-- start Records for this exercise --
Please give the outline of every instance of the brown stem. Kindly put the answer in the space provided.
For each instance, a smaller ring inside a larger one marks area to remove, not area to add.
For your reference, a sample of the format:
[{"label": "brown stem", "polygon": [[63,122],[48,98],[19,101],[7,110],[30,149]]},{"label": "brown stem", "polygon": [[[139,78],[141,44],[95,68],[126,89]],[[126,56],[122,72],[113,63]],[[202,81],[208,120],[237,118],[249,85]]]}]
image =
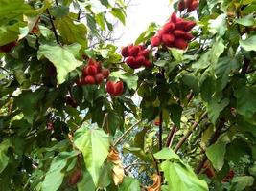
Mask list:
[{"label": "brown stem", "polygon": [[52,25],[52,28],[53,28],[53,32],[54,32],[54,34],[55,34],[56,41],[57,41],[58,44],[61,45],[60,41],[58,39],[58,33],[57,33],[57,30],[56,30],[56,27],[55,27],[55,24],[54,24],[54,21],[53,21],[53,18],[52,18],[52,15],[50,13],[49,9],[46,9],[46,12],[49,15],[49,19],[50,19],[50,22],[51,22],[51,25]]},{"label": "brown stem", "polygon": [[[225,119],[222,117],[222,118],[221,119],[221,121],[220,121],[220,123],[219,123],[217,129],[216,129],[215,134],[213,135],[212,138],[209,140],[209,146],[212,145],[212,144],[214,144],[214,143],[217,141],[218,138],[219,138],[219,137],[221,136],[221,129],[224,127],[224,124],[225,124]],[[202,169],[202,167],[203,167],[203,164],[204,164],[204,162],[205,162],[206,160],[207,160],[207,156],[206,156],[206,154],[204,154],[203,157],[202,157],[202,159],[201,159],[200,163],[198,164],[198,166],[197,169],[195,170],[195,172],[196,172],[197,174],[199,174],[199,173],[200,173],[200,171],[201,171],[201,169]]]},{"label": "brown stem", "polygon": [[159,151],[163,148],[163,111],[160,111],[160,124],[159,124],[159,135],[158,135],[158,141],[159,141]]},{"label": "brown stem", "polygon": [[201,120],[204,118],[204,117],[207,115],[207,112],[204,112],[198,121],[195,121],[194,124],[192,125],[191,129],[186,133],[186,135],[179,140],[179,142],[176,144],[175,148],[175,152],[176,153],[180,147],[184,144],[184,142],[188,139],[194,129],[198,127],[198,125],[201,122]]}]

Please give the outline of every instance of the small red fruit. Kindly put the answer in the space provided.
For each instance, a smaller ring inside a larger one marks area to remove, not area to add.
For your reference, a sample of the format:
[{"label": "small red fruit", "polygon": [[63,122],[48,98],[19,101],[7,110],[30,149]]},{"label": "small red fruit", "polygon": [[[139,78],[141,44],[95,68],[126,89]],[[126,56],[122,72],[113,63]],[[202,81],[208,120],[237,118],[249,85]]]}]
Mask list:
-- end Records for this exercise --
## Instructions for the task
Reproduce the records above word for word, from the first line to the last, leaving out the pictures.

## Answer in full
Please give the outline of every instance of the brown stem. Kindly put the answer in the space provided.
For each instance, a smaller ring inside a larger one marks area to remove, not area to add.
For your reference, a sample of the format:
[{"label": "brown stem", "polygon": [[63,122],[48,98],[19,101],[7,110],[30,149]]},{"label": "brown stem", "polygon": [[[139,78],[141,44],[95,68],[126,89]],[[126,56],[122,72],[113,63]],[[202,81],[208,120],[237,118],[249,85]]]}]
image =
Mask list:
[{"label": "brown stem", "polygon": [[52,25],[52,28],[53,28],[53,32],[54,32],[54,34],[55,34],[56,41],[57,41],[58,44],[61,45],[60,41],[58,39],[58,33],[57,33],[57,30],[56,30],[56,27],[55,27],[55,24],[54,24],[54,21],[53,21],[53,18],[52,18],[52,15],[50,13],[49,9],[46,9],[46,12],[49,15],[49,19],[50,19],[50,22],[51,22],[51,25]]},{"label": "brown stem", "polygon": [[[225,119],[222,117],[222,118],[221,119],[221,121],[220,121],[220,123],[219,123],[217,129],[216,129],[215,134],[213,135],[212,138],[209,140],[209,146],[212,145],[212,144],[214,144],[214,143],[217,141],[218,138],[219,138],[219,137],[221,136],[221,129],[224,127],[224,124],[225,124]],[[202,169],[202,167],[203,167],[203,164],[204,164],[204,162],[205,162],[206,160],[207,160],[207,156],[206,156],[206,154],[204,154],[203,157],[202,157],[202,159],[201,159],[200,163],[198,164],[198,166],[197,169],[195,170],[195,172],[196,172],[197,174],[199,174],[199,173],[200,173],[200,171],[201,171],[201,169]]]},{"label": "brown stem", "polygon": [[159,151],[163,148],[163,111],[160,111],[160,124],[159,124],[159,135],[158,135],[158,141],[159,141]]},{"label": "brown stem", "polygon": [[201,120],[204,118],[204,117],[207,115],[207,112],[204,112],[198,121],[195,121],[194,124],[192,125],[191,129],[186,133],[186,135],[179,140],[179,142],[176,144],[175,148],[175,152],[176,153],[180,147],[184,144],[184,142],[188,139],[194,129],[198,127],[198,125],[201,122]]}]

Please give the outline of every instance of the small red fruit. Kindly put the answer in the space provided.
For each instance, a smaller ring inside a larger one marks area to remove, not area to add.
For your reference, a sample of the format:
[{"label": "small red fruit", "polygon": [[63,122],[48,98],[19,101],[7,110],[30,149]]},{"label": "small red fruit", "polygon": [[[139,78],[141,44],[95,68],[126,89]],[[126,56],[122,72],[113,63]],[[202,81],[208,120],[237,118],[249,85]]]}]
Mask list:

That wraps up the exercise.